Position annotation records:
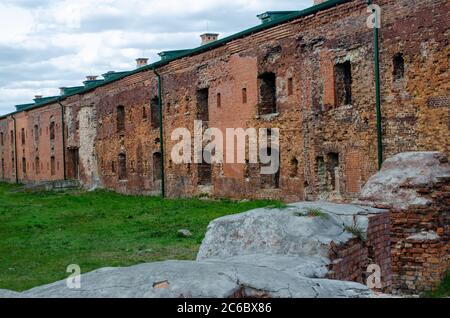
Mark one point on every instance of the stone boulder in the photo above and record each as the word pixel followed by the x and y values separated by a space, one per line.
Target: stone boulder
pixel 301 230
pixel 183 279
pixel 401 181
pixel 276 253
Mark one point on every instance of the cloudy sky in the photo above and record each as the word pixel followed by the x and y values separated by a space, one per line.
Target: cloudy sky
pixel 46 44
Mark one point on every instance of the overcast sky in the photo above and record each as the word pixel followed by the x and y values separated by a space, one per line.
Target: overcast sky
pixel 46 44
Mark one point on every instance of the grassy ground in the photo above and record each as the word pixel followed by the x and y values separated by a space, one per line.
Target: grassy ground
pixel 42 233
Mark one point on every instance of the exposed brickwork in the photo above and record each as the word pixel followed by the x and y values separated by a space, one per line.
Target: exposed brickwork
pixel 350 261
pixel 322 68
pixel 420 264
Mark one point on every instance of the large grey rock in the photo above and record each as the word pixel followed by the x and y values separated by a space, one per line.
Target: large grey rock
pixel 288 232
pixel 174 279
pixel 396 185
pixel 9 294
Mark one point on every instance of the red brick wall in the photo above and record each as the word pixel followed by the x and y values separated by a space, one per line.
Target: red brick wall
pixel 420 265
pixel 310 124
pixel 350 261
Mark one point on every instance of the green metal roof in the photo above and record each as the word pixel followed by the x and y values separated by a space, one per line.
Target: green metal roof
pixel 113 74
pixel 167 55
pixel 23 106
pixel 270 16
pixel 277 19
pixel 71 90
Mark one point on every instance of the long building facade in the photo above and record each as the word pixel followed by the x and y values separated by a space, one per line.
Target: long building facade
pixel 313 74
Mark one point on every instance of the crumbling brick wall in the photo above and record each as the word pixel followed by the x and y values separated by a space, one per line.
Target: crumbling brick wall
pixel 350 261
pixel 421 241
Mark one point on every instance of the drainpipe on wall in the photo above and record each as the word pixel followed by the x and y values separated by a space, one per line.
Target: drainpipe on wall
pixel 376 60
pixel 161 132
pixel 63 128
pixel 15 150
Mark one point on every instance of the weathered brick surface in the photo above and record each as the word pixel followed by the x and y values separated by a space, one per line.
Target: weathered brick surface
pixel 350 261
pixel 420 265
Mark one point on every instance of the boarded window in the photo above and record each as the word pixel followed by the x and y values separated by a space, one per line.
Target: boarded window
pixel 36 133
pixel 321 174
pixel 267 94
pixel 22 132
pixel 343 83
pixel 290 86
pixel 219 100
pixel 203 104
pixel 122 167
pixel 333 169
pixel 52 130
pixel 24 166
pixel 399 66
pixel 244 95
pixel 293 173
pixel 37 165
pixel 271 181
pixel 52 166
pixel 204 174
pixel 157 164
pixel 156 118
pixel 144 112
pixel 120 119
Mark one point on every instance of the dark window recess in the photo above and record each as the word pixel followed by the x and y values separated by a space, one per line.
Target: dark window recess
pixel 36 133
pixel 267 94
pixel 156 118
pixel 204 171
pixel 37 165
pixel 219 100
pixel 24 166
pixel 122 167
pixel 343 83
pixel 120 118
pixel 203 104
pixel 157 163
pixel 22 132
pixel 399 66
pixel 290 86
pixel 271 181
pixel 144 112
pixel 321 173
pixel 52 166
pixel 333 164
pixel 293 173
pixel 52 130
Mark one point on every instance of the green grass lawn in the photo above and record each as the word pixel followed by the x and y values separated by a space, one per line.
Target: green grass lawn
pixel 42 233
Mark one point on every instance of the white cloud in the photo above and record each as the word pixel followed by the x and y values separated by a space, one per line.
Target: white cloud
pixel 45 44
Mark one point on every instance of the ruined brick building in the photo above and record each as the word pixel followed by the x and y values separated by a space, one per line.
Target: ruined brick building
pixel 310 73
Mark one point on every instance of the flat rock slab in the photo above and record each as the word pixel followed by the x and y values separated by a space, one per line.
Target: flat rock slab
pixel 291 231
pixel 397 184
pixel 180 279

*Task details:* Arrange every line of the records above as a Markdown table with two columns, Row for a sequential number and Line for the line itself, skipping blank lines. Leave the pictures out of the table.

*Full answer:*
| Row | Line |
|---|---|
| 1 | Mark one point on every instance of the stone boulder in the photo above and record each as the word pixel followed by the x and y values separated by a space, one per line. |
| 2 | Target: stone boulder |
| 3 | pixel 301 230 |
| 4 | pixel 183 279 |
| 5 | pixel 401 181 |
| 6 | pixel 276 253 |
| 7 | Mark one point on every instance of the cloudy sky in the photo above and record each as the word pixel followed by the x and y values separated by a space, one per line. |
| 8 | Target: cloudy sky |
| 9 | pixel 46 44 |
| 10 | Mark one point on every instance of the overcast sky in the photo above and record each as the word pixel followed by the x and y values separated by a space, one per line. |
| 11 | Target: overcast sky |
| 12 | pixel 46 44 |
| 13 | Mark one point on every instance of the grassy ground in the photo above and record each as the word pixel followed by the x and y values separated by a space, one per line. |
| 14 | Target: grassy ground |
| 15 | pixel 42 233 |
| 16 | Mark one point on every instance of the exposed brickwork in the photo above and record each as the word pixel followed by the x and y values separated by a space, one per line. |
| 17 | Target: exposed brickwork |
| 18 | pixel 350 261 |
| 19 | pixel 322 68 |
| 20 | pixel 420 264 |
| 21 | Mark one point on every instance of the large grey rock in the photo above and record each as the word pixel followed by the x and y values separated by a space, one per line. |
| 22 | Target: large grey rock |
| 23 | pixel 288 232 |
| 24 | pixel 174 279 |
| 25 | pixel 396 185 |
| 26 | pixel 9 294 |
| 27 | Mark one point on every instance of the red brick wall in the photo above and record each as the word pixel followed by the x and y values separated by a space, one per line. |
| 28 | Target: red brick wall |
| 29 | pixel 420 265 |
| 30 | pixel 310 124 |
| 31 | pixel 350 261 |
| 32 | Mark one point on every instance of the green metal roof in the photo above and record each as the word pixel followed by the x and y values separated by a space, one per line. |
| 33 | Target: green metal roof |
| 34 | pixel 113 74 |
| 35 | pixel 167 55 |
| 36 | pixel 23 106 |
| 37 | pixel 270 16 |
| 38 | pixel 277 19 |
| 39 | pixel 71 90 |
| 40 | Mark one point on every instance of the long building facade in the photo above and record each as the word pixel followed by the x and y values separated by a space, one per line. |
| 41 | Target: long building facade |
| 42 | pixel 313 74 |
| 43 | Mark one point on every instance of the crumbling brick wall in the photo above and record each as the word pixel followed by the x and y values separated by a space, one per line. |
| 44 | Target: crumbling brick wall |
| 45 | pixel 350 261 |
| 46 | pixel 421 241 |
| 47 | Mark one point on every instance of the drainpipe on wall in the photo above and record each as the word pixel followed by the x and y values separated by a space, one per line. |
| 48 | Target: drainpipe on wall |
| 49 | pixel 376 60 |
| 50 | pixel 161 132 |
| 51 | pixel 63 128 |
| 52 | pixel 15 150 |
| 53 | Mark one point on every instance of the weathered brick surface in the photo above and record each as the word pixel followed by the x and y values separated by a space, one per line. |
| 54 | Target: weathered brick surface |
| 55 | pixel 350 261 |
| 56 | pixel 420 265 |
| 57 | Mark one point on every instance of the boarded window in the photo above and record each as the word pixel followed by the x and y values separated by a space, one per line. |
| 58 | Target: boarded window |
| 59 | pixel 36 133 |
| 60 | pixel 321 174 |
| 61 | pixel 267 94 |
| 62 | pixel 22 132 |
| 63 | pixel 343 83 |
| 64 | pixel 290 86 |
| 65 | pixel 219 100 |
| 66 | pixel 203 104 |
| 67 | pixel 122 167 |
| 68 | pixel 333 169 |
| 69 | pixel 52 130 |
| 70 | pixel 24 166 |
| 71 | pixel 399 66 |
| 72 | pixel 244 95 |
| 73 | pixel 293 173 |
| 74 | pixel 37 165 |
| 75 | pixel 271 181 |
| 76 | pixel 52 166 |
| 77 | pixel 204 174 |
| 78 | pixel 157 164 |
| 79 | pixel 156 118 |
| 80 | pixel 144 112 |
| 81 | pixel 120 119 |
| 82 | Mark one point on every instance of the dark window recess in the photo above and record each as the word pixel followed by the x and y values separated by a space, one per line. |
| 83 | Target: dark window recess |
| 84 | pixel 36 133 |
| 85 | pixel 267 94 |
| 86 | pixel 156 118 |
| 87 | pixel 204 171 |
| 88 | pixel 37 165 |
| 89 | pixel 219 100 |
| 90 | pixel 24 166 |
| 91 | pixel 122 167 |
| 92 | pixel 343 83 |
| 93 | pixel 120 118 |
| 94 | pixel 203 104 |
| 95 | pixel 157 163 |
| 96 | pixel 22 132 |
| 97 | pixel 399 66 |
| 98 | pixel 290 86 |
| 99 | pixel 271 181 |
| 100 | pixel 144 112 |
| 101 | pixel 321 173 |
| 102 | pixel 52 166 |
| 103 | pixel 333 164 |
| 104 | pixel 293 173 |
| 105 | pixel 52 130 |
| 106 | Mark one point on every instance of the green grass lawn in the photo above and record each as the word pixel followed by the x and y values separated by a space, one per line. |
| 107 | Target: green grass lawn |
| 108 | pixel 42 233 |
| 109 | Mark one point on every instance of the white cloud in the photo above and record each as the word pixel followed by the x and y values separated by a space, one per line. |
| 110 | Target: white cloud |
| 111 | pixel 45 44 |
| 112 | Mark one point on every instance of the ruined brick building in the photo above and record each as the word pixel followed by the x and y values separated by a space, one per line. |
| 113 | Target: ruined brick building |
| 114 | pixel 310 73 |
| 115 | Mark one point on every instance of the flat rock slab in the photo above and record each as the word pixel followed by the x and y values separated by a space, one per line. |
| 116 | Target: flat rock slab |
| 117 | pixel 291 231 |
| 118 | pixel 397 184 |
| 119 | pixel 180 279 |